What you need to do —
Put every line of the listing below into a Markdown table with the columns Row and Line, numbering the rows and skipping blank lines. Leave the pictures out of the table.

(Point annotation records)
>>>>>

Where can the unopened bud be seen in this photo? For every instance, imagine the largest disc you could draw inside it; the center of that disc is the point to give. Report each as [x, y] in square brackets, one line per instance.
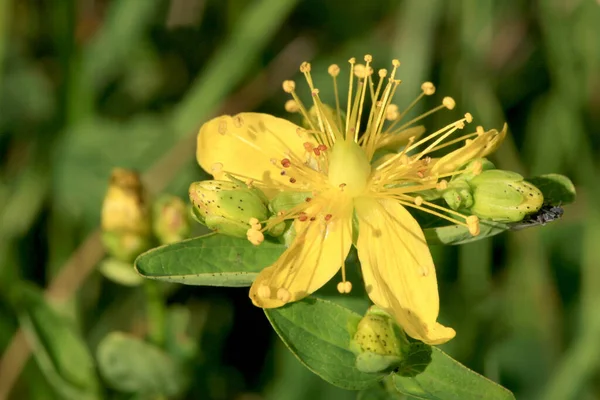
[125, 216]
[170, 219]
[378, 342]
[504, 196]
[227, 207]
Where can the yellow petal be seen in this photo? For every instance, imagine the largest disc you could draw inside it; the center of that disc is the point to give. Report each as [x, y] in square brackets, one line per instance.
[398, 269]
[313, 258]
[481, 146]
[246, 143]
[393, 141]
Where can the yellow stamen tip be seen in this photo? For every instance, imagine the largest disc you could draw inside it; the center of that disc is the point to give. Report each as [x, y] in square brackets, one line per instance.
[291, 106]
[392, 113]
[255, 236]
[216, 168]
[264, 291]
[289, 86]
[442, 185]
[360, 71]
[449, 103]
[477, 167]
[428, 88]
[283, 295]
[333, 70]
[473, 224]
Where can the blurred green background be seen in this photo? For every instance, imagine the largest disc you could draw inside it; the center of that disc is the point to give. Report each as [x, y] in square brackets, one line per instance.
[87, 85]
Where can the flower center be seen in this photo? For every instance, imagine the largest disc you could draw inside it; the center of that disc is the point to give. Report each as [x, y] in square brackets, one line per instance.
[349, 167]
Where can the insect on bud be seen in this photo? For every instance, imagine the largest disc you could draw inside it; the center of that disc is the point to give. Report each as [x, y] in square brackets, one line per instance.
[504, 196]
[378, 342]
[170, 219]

<<<<<

Task response —
| Row | Line |
|---|---|
| 1 | Where can the unopened bud be seen in this photo? For every instance, imagine the largest disc you could draw inside it; the center of that disc is the point to give. Report each as [x, y] in square brackets, one line per instance. |
| 2 | [125, 216] |
| 3 | [170, 219] |
| 4 | [378, 342] |
| 5 | [504, 196] |
| 6 | [227, 207] |
| 7 | Where can the yellow petal be seen in this photo? For every instance, imagine the largest disc you could draw inside it; the center of that disc is the point to give. Report each as [x, y] in square brackets, one line per instance. |
| 8 | [398, 269] |
| 9 | [313, 258] |
| 10 | [481, 146] |
| 11 | [246, 143] |
| 12 | [393, 141] |
| 13 | Where can the yellow stamen tip be seen in this photo? For every instance, imagine the largest disc you could draw inside it; the center of that disc is the point to give. Report each as [x, y] in square brackets, one line per instance. |
| 14 | [291, 106] |
| 15 | [392, 113] |
| 16 | [255, 236] |
| 17 | [216, 168] |
| 18 | [264, 291] |
| 19 | [289, 86] |
| 20 | [442, 185] |
| 21 | [360, 71] |
| 22 | [449, 103] |
| 23 | [477, 167] |
| 24 | [428, 88] |
| 25 | [283, 295] |
| 26 | [333, 70] |
| 27 | [473, 224] |
| 28 | Where can the blurred green background be seen in this photo? For every instance, imagine the largest disc you could draw inside it; the center of that disc is the point to give. Report each as [x, y] in square brackets, one line per instance. |
| 29 | [87, 85] |
| 30 | Where can the flower center be seen in this photo? For every instance, imagine the largest disc you could draw inside it; the center of that disc is the point to give. Report each as [x, y] in square brackets, one line per instance. |
| 31 | [349, 167] |
| 32 | Where can the insect on bud be seen in this photo? For every instance, imagine the largest disc you could draw inside it; the center of that disc is the point to give. Report each as [x, y] in square brackets, one line per instance. |
| 33 | [504, 196] |
| 34 | [378, 342] |
| 35 | [170, 219] |